*Problem requirements*
Omit the pictures and return every entry exactly as written.

***** Listed entries

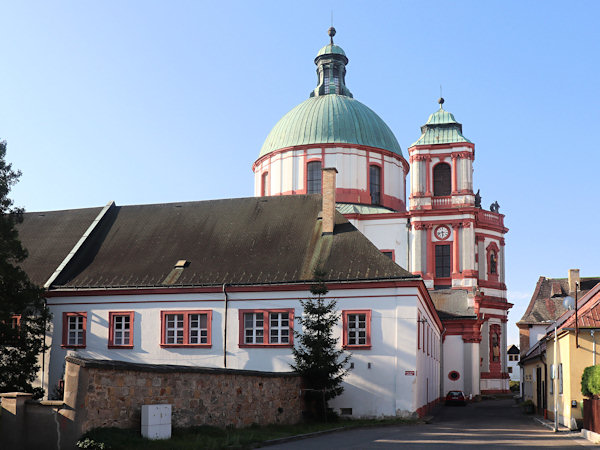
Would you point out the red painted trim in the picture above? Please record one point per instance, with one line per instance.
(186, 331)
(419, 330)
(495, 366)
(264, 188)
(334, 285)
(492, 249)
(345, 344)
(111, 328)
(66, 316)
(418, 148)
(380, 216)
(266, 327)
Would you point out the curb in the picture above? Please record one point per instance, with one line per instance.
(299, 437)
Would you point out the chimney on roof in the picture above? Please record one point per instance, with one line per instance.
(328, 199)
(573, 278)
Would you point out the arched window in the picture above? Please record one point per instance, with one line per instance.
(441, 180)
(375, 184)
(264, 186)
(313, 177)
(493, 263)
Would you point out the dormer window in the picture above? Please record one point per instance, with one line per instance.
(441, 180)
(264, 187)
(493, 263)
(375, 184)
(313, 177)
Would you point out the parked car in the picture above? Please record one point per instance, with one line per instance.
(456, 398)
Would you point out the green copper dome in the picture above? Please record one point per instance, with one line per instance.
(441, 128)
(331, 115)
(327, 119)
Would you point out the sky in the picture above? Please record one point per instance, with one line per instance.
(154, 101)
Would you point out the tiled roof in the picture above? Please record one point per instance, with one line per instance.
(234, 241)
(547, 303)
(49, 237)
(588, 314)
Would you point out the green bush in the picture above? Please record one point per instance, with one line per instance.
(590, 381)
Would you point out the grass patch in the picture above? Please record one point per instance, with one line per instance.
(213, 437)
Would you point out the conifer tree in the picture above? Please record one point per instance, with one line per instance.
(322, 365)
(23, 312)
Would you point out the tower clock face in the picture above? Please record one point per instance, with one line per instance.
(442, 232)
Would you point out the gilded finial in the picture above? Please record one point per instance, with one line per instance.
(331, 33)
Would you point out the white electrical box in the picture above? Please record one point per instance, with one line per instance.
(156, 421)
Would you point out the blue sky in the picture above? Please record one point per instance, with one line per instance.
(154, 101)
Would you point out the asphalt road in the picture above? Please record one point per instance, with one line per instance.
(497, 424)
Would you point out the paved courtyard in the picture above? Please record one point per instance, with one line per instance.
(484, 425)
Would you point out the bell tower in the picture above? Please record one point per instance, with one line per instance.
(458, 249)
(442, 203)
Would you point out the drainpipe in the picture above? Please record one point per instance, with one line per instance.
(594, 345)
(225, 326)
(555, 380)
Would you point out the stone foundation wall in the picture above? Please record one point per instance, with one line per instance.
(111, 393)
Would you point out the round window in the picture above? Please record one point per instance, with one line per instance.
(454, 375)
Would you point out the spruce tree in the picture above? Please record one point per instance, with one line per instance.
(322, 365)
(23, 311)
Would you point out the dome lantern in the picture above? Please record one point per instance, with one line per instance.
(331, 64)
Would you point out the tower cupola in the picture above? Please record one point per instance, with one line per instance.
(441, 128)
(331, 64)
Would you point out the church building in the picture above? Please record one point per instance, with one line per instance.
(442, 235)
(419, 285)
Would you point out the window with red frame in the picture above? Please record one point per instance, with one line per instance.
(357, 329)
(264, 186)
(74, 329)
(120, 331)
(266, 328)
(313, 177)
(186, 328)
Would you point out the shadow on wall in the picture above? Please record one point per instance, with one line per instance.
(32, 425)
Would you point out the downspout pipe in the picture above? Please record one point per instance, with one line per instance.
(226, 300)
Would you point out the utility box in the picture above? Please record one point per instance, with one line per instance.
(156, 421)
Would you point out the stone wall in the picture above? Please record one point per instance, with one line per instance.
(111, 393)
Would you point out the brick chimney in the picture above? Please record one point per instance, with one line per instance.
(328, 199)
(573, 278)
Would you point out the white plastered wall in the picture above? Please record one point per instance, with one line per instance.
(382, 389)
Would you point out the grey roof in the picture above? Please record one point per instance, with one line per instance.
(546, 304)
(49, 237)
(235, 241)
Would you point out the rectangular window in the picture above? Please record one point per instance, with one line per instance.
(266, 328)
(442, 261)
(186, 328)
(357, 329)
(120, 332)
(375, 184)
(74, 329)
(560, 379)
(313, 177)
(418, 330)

**********

*Output of the exercise*
Would you point out the red painted trim in the picture above? Please record one point per instance, with one line per instance.
(186, 331)
(419, 330)
(495, 366)
(264, 188)
(334, 285)
(492, 249)
(345, 344)
(111, 328)
(66, 316)
(418, 148)
(380, 216)
(266, 327)
Would you point out the curb in the picture above? Please record one point per instance, with one line per instance.
(299, 437)
Would you point out the chimney on roof in the picture above? Please record one point per instance, with one line per instance.
(328, 199)
(573, 278)
Would you point out the arched window in the picture above? Please record one point per instance, with one line per instance.
(441, 180)
(375, 184)
(264, 186)
(313, 177)
(493, 263)
Would you point out the dormer window in the picture above? Please record one point per instance, with one line per instance.
(441, 180)
(264, 187)
(493, 263)
(375, 184)
(313, 177)
Would you point out the parked car in the picture above? Please record one point per instance, with one line per instance.
(456, 398)
Would you point out the green copper dome in the picture above? Please record one point per instance, with one line per instance.
(441, 128)
(331, 115)
(327, 119)
Would you point out the sky in the picture above? Please record one point per instance, with one line per instance.
(154, 101)
Would you point out the tiled roof in the picture above? Please record one point per instance, with one line per instance.
(234, 241)
(547, 303)
(49, 237)
(588, 314)
Would you point out the green bush in the picture above? Please record one point per instance, with one line per instance.
(590, 381)
Would you point out the grass patch in the picture above? Please record one point per instance, with one line per instance.
(213, 437)
Would you point out the conifer tree in the picture above? Please record one point per instance, with one line per instance.
(322, 365)
(23, 312)
Would you point out the tower clock face in the picture above? Please record one point per instance, with one line per instance.
(442, 232)
Would you point out the gilded finial in the picture above? Please record one point per instance, with one line per instance.
(331, 33)
Would you point out the white electrical box in the picture above? Please record one point per instance, with one line per instance.
(156, 421)
Would you point out the blue sky in the picture above? Please record one point per instance, with one line per instance.
(154, 101)
Would you point out the asphalt road in the picture above? Please record one point per instance, with one line per instance.
(497, 424)
Would you point out the paved courtyard in the picture above? Please record one point per instance, with one line per instance.
(484, 425)
Would you point out the bell tower in the picture above? Please record one point per instance, with one line per instance.
(458, 249)
(442, 203)
Would you point out the drainpipe in the picture above? Please record one point per instance, with one line per instance.
(594, 345)
(225, 326)
(555, 380)
Would you point out the stone foundation wall in the picture above? Please record one point per instance, with one line per instance.
(111, 393)
Would you point out the round window in the picture above? Please record one point per instance, with one line per instance.
(454, 375)
Would you point out the spruce tree in the picture above? Please record one point per instance, with one line per instance.
(322, 365)
(23, 311)
Would you point out the dome lantern in the picture above? Please record one point per instance, with one line per instance.
(331, 64)
Would you point out the tower cupola in the picture above? Please record one point per instance, with one line per instance.
(441, 128)
(331, 64)
Would you point out the church building in the picture above? Please record one point per instance, with one line per instance.
(442, 235)
(419, 285)
Would you point out the window with red frame in the picture above? Please record one point per instance, with one line per instance.
(357, 329)
(264, 186)
(74, 329)
(120, 331)
(266, 328)
(313, 177)
(186, 328)
Would you point out the shadow on wall in the picture above? Please record one point per instance, with one line per instance.
(32, 425)
Would you point out the downspout pipe in the picture above? Please record one point per instance, with one line per instance.
(226, 300)
Would you point out the utility box in the picture above? Please record one point per instance, with one line per instance.
(156, 421)
Would you point out the stone wall in the picture above? Please record one point per instance, with one line per instance.
(111, 393)
Would you point out the brick chimney in the picture above? Please record one point per instance, with one line per instance.
(328, 199)
(573, 278)
Would you point out the white plastered wall in the picture above? Please record one point per instance, with one line per instance.
(382, 389)
Would you point out the grey roof in the picture above? Please record one point per instance, with one line per instance.
(546, 304)
(49, 237)
(235, 241)
Would you point out the rectangular window in the picture above? Please record one point per instance, with one line per instance.
(266, 328)
(442, 261)
(186, 328)
(357, 329)
(120, 332)
(375, 184)
(74, 329)
(560, 379)
(313, 177)
(418, 330)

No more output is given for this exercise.